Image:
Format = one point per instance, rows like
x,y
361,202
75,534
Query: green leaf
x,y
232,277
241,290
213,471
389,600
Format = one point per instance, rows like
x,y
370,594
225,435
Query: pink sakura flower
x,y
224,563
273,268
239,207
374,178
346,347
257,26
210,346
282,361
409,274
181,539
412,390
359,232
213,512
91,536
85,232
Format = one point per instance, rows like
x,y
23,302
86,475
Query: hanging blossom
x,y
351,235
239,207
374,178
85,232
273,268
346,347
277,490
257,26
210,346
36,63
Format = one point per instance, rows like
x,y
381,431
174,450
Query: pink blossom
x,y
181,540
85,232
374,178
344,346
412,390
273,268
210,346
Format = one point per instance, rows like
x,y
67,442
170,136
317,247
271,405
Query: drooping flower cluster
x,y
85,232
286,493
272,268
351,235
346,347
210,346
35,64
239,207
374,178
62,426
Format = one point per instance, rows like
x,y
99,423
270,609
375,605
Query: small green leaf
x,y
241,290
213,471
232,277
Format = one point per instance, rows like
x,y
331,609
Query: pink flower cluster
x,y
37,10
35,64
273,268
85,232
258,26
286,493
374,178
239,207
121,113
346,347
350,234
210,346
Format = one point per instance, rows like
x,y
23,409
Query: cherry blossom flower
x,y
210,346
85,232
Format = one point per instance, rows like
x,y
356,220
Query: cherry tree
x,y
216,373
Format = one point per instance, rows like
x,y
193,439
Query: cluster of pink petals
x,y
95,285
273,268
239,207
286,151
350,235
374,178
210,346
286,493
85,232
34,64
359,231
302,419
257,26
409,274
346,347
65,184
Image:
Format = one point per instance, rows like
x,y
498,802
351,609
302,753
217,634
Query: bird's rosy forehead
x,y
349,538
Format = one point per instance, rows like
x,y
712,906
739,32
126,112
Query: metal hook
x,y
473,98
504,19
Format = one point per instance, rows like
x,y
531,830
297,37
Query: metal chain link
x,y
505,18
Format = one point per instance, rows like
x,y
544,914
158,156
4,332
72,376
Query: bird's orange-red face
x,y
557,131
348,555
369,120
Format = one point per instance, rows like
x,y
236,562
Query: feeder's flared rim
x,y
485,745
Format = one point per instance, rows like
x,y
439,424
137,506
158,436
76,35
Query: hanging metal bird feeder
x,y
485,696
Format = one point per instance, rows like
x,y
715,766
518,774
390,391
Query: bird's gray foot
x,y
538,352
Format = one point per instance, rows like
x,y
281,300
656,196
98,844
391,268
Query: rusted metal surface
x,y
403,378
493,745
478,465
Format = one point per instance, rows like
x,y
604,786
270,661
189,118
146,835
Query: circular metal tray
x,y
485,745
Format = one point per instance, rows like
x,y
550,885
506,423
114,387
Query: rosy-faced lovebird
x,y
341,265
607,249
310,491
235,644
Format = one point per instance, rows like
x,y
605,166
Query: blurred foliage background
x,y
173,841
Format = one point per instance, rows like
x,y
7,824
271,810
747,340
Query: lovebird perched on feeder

* **Instructions for the task**:
Repeat the records above in full, character for character.

* **Full response**:
Image:
Format = one point per instance, rows like
x,y
361,202
75,534
Query: green leaf
x,y
232,277
241,290
213,471
389,600
Format = one point per instance, rows like
x,y
370,594
225,435
Query: pink sakura flower
x,y
224,563
273,268
239,207
374,178
346,347
257,26
210,346
282,361
409,274
181,539
412,390
359,232
213,512
91,536
85,232
Format = one point per instance, rows like
x,y
23,302
86,475
Query: hanging blossom
x,y
351,235
239,207
374,178
85,232
273,268
346,347
277,490
257,26
210,346
36,63
Format = one point per instance, rows like
x,y
381,431
174,450
Query: pink blossom
x,y
181,540
85,232
374,178
344,346
412,390
273,268
210,346
Format = one point per instance, rows like
x,y
67,442
170,136
317,247
271,405
Query: drooping flower cluster
x,y
85,232
286,493
272,268
351,235
346,347
210,346
35,64
239,207
374,178
62,426
Format = one point per instance, rows like
x,y
99,423
270,609
375,605
Query: small green leaf
x,y
241,290
213,471
232,277
Format = one point per instance, rows like
x,y
331,609
Query: pink flower cluster
x,y
37,10
35,64
273,268
85,232
258,26
286,493
374,178
239,207
121,113
346,347
350,234
210,346
Format = one point per instance, rows like
x,y
23,409
Query: cherry blossom flower
x,y
210,346
85,232
Format = one point per instance, rows like
x,y
356,220
Query: cherry tree
x,y
216,373
Format = one point per instance, rows like
x,y
193,439
Query: cluster of pink petals
x,y
95,285
273,268
239,207
286,151
350,235
374,178
210,346
286,493
85,232
34,64
359,231
302,419
257,26
409,274
346,347
65,184
Image:
Format = one point per instance, rows like
x,y
498,802
351,609
302,753
217,634
Query: bird's rosy forehead
x,y
349,538
Format = one point per instance, rows like
x,y
712,906
739,32
126,112
Query: metal hook
x,y
473,98
504,19
Format = one point per instance, rows like
x,y
531,830
297,37
Query: metal chain link
x,y
505,18
Format = one point per instance, rows like
x,y
544,914
158,156
4,332
72,376
Query: bird's orange-red face
x,y
557,131
348,555
369,120
Format = one point per instance, rows like
x,y
236,562
Query: feeder's flared rim
x,y
485,745
Format = one point per instance, rows like
x,y
439,424
137,506
158,436
76,35
Query: hanging metal bird feeder
x,y
485,696
Format = one point per instance, rows like
x,y
715,766
518,774
390,391
Query: bird's gray foot
x,y
538,352
Format = one point per instance, rows like
x,y
281,300
656,196
98,844
391,268
Query: rusted metal surface
x,y
403,378
493,745
478,465
Format = one point per instance, rows like
x,y
604,786
270,661
189,118
146,835
Query: circular metal tray
x,y
485,745
Format = one point per instance, rows like
x,y
550,885
506,423
114,387
Query: rosy-faced lovebird
x,y
341,265
607,249
310,491
235,644
Format = one point per instance, rows like
x,y
605,166
Query: blurred foliage background
x,y
173,841
Format = one point per instance, rows like
x,y
7,824
271,810
747,340
Query: lovebird perched on feeder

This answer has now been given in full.